[Opening Given passage section]
Business consultancy EY has identified 1,000 green projects it says will help Europe recover stronger and more resilient from the economic slump caused by the COVID-19 outbreak.
The projects require €200 billion of public and private investment to get off the ground, the consultancy said in a report published on Thursday (3 September).
This is a fraction of the €750 billion coronavirus recovery fund agreed by EU leaders in July to help relaunch the European economy after the coronavirus outbreak.
Approximately one-third of the projects are developed by start-ups and SMEs, and will support the creation of 2 million new jobs, EY said, adding those will create immediate social, environmental and economic value.
“This is however only the tip of the iceberg and we believe the value of the entire EU pipeline of green projects could be as high as €1 trillion, with the potential to return the more than 12 million full-time workers lost to COVID-19 into green and productive activity,” said Steve Varley, EY global vice-chair for sustainability.
For EU leaders, this is “a once-in-a-lifetime opportunity” to rethink and refocus the bloc’s post-pandemic economy, Varley said.
Laurence Tubiana, CEO of the European Climate Foundation, a non-profit group, said that “EY’s work demonstrates that small, midsize and large project developers from Portugal to Poland have green shovel-ready projects ‘ready to go’ that can restore and transform livelihoods and communities in a resilient recovery”.
[Closing Given passage section]
[Opening Data shown section]
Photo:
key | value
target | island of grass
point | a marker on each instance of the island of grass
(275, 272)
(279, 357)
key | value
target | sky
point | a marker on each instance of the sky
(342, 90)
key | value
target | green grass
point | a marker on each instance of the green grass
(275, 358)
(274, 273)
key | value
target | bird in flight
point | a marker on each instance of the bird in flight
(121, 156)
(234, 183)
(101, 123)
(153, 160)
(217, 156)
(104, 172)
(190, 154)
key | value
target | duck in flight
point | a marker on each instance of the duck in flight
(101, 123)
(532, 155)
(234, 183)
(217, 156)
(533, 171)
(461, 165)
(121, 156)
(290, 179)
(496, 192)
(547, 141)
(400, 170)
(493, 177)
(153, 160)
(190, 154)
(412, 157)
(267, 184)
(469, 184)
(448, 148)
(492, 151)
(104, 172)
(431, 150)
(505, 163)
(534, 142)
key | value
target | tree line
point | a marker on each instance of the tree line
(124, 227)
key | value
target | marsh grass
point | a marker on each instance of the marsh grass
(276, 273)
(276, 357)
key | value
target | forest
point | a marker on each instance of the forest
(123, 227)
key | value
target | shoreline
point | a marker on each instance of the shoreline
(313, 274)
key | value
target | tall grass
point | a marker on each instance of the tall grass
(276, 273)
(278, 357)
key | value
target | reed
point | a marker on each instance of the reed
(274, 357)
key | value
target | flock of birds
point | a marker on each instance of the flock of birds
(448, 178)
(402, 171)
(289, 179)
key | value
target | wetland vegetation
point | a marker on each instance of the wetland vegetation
[Closing Data shown section]
§ Activity list
a) In the article on EY's green projects, shorten the paragraph that begins "Approximately one-third of the projects" and keep its main facts.
b) Answer these questions from the article on EY's green projects, marking each answer to match:
(i) How much public and private investment do the 1,000 projects need?
(ii) How big is the coronavirus recovery fund that EU leaders agreed in July?
(iii) What organization does Laurence Tubiana lead?
c) Sum up the article on EY's green projects in two sentences.
The listing isn't needed for anything here.

§ Answers to the problems
a) About a third of the projects come from start-ups and SMEs. EY says they will support 2 million new jobs and create immediate social, environmental and economic value.

b)
(i) €200 billion
(ii) €750 billion
(iii) The European Climate Foundation, a non-profit group

c) EY has identified 1,000 green projects that need €200 billion in investment and that it says will help Europe recover from the COVID-19 slump and support 2 million new jobs. EY's Steve Varley says the whole EU pipeline of green projects could be worth €1 trillion, and Laurence Tubiana of the European Climate Foundation says developers across Europe have projects ready to go.